--- LISTED ENTRIES ---
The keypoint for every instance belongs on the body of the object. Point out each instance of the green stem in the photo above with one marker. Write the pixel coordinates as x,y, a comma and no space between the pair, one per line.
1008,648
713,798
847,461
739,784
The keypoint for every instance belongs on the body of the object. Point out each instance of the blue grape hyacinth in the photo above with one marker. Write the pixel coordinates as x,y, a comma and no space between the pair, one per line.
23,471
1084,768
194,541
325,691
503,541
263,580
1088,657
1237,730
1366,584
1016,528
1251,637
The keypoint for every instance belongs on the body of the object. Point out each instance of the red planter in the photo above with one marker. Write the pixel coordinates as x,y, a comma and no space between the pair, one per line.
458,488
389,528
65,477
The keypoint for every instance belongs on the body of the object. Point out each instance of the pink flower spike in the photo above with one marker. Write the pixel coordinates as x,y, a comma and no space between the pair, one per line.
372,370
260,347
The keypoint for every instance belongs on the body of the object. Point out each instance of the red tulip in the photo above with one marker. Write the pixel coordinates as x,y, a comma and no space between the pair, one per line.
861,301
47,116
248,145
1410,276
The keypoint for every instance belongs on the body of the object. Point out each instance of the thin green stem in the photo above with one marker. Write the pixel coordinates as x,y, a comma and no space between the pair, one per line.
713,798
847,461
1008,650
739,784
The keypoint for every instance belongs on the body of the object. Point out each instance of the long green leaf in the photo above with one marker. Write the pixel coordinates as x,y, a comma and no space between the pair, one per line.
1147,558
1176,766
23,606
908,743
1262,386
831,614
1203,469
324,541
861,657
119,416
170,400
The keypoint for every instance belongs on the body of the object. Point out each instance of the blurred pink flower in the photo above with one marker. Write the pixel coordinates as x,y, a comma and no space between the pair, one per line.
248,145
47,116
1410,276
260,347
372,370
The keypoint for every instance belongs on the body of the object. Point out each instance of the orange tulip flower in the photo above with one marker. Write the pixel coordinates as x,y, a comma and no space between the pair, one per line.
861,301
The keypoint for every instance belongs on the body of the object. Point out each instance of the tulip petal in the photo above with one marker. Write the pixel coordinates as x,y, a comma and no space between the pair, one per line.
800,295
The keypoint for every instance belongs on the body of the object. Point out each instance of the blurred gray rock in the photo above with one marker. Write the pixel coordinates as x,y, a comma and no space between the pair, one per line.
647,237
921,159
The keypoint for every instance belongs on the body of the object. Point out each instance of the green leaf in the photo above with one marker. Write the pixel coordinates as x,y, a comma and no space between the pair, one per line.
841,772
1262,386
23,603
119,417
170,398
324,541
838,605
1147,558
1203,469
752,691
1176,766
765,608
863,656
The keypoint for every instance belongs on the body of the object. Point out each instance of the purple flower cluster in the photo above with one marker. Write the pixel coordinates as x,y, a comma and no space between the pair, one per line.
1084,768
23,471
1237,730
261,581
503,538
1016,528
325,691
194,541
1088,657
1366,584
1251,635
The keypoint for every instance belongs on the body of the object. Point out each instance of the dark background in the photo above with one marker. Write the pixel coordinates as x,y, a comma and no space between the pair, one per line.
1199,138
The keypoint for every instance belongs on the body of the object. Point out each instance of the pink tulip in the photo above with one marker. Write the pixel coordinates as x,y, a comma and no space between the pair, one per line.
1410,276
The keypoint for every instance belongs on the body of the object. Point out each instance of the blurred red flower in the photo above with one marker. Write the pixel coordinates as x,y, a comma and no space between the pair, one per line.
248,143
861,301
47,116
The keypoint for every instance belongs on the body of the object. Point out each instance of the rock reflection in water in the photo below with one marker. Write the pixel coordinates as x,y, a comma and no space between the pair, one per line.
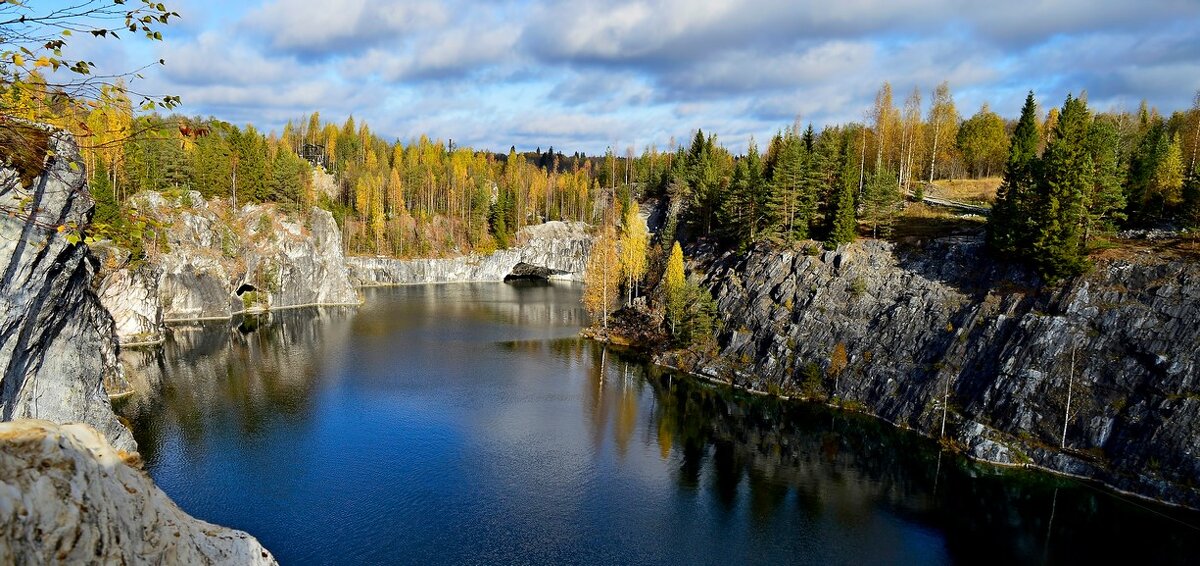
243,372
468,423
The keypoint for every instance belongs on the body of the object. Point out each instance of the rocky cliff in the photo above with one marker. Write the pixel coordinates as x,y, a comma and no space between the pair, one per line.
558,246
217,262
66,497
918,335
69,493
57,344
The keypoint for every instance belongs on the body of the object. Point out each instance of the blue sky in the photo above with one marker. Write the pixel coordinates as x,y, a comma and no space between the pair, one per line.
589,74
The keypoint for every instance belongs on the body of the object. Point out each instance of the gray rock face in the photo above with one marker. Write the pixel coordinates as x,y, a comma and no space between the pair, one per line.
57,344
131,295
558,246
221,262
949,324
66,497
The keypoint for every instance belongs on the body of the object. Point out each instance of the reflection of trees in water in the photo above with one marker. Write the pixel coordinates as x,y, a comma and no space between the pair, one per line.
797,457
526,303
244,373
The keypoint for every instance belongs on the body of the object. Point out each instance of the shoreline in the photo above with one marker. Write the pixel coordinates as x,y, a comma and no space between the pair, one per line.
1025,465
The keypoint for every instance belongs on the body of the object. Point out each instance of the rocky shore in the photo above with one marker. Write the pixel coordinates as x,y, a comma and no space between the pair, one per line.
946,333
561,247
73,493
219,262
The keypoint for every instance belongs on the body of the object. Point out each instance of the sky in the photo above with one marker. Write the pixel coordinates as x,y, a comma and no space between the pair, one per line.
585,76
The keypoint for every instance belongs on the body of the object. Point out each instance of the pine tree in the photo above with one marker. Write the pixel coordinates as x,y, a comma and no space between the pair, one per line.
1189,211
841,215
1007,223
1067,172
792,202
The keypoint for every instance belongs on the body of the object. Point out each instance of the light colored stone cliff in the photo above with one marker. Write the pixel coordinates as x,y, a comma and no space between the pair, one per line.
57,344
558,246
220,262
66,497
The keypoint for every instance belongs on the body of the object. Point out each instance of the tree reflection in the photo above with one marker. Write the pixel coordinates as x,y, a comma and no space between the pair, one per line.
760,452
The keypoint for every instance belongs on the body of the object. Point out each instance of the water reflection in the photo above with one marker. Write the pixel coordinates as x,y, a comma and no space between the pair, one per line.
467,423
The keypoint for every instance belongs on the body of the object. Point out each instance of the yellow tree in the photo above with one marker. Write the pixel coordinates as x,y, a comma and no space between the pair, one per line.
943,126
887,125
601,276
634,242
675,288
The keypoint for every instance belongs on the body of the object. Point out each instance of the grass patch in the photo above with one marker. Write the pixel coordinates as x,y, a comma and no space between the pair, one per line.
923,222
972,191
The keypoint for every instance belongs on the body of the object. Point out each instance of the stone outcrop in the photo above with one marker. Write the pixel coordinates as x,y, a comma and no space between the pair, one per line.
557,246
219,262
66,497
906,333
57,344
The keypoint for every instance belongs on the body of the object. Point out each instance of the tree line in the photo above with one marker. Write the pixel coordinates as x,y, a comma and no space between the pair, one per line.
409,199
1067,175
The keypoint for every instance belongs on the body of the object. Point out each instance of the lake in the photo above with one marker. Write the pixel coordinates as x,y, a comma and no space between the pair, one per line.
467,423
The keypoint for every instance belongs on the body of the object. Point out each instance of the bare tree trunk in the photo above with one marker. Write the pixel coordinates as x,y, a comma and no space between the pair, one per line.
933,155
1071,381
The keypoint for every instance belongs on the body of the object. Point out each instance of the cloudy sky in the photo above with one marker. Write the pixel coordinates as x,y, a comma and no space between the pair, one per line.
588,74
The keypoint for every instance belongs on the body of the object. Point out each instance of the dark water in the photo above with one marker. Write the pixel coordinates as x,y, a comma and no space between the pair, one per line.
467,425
---
--- LISTED ENTRIES ---
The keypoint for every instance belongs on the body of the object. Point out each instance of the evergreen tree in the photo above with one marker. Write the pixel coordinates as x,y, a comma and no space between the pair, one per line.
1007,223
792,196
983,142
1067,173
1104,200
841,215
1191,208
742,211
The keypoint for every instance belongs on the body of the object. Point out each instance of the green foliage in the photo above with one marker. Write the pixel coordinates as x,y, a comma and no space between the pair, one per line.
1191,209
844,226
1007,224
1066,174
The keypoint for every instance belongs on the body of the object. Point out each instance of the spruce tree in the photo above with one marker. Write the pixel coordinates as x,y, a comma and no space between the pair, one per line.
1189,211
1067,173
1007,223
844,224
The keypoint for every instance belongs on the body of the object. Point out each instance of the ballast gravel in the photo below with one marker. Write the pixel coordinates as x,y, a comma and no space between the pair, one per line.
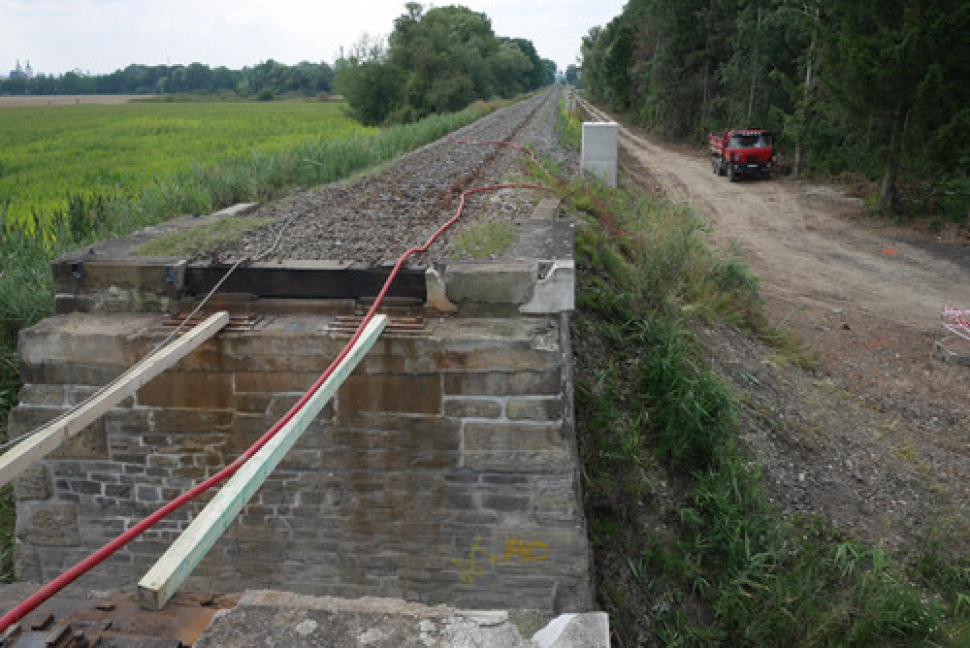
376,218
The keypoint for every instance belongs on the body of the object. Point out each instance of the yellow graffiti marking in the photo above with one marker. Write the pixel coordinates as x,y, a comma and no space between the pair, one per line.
---
- INSTRUCTIONS TO FOLLOW: Can you copy out the material above word for word, beginning at the line that contains "the green foliage" and stopping after the line that contains "the yellow graffiti"? Leave the pictures out.

- RESULT FOR THIS TASK:
The keypoint for every instance belongs on the body of the object. Point out each instance of the green foliage in the photo above with one marker. Write the pixel coordinates as x,y, a comma and no space between the pair, one per line.
1191,209
844,226
1007,224
1066,174
The keypoint for every instance belongs on the body of the object. Point out each instance of the spruce tree in the photo above with one marker. Write the pixel coordinates as x,y, a comma and no space between the pair, one per line.
1189,211
1067,173
1007,223
844,224
The keypoint for every instance belongs on the body of the object. Point out each instance of the ballast gravel in the photo below with one marker. Write the pixel coordinates as x,y, a comma and no space between the pair, one per line.
376,218
The keypoint for every instance belongs on the body of the object. Point out each instance of the yellow graffiti marking in the photo above with one marker. Write the pixel coordinates as x,y, a comma and no space between the pair, one per line.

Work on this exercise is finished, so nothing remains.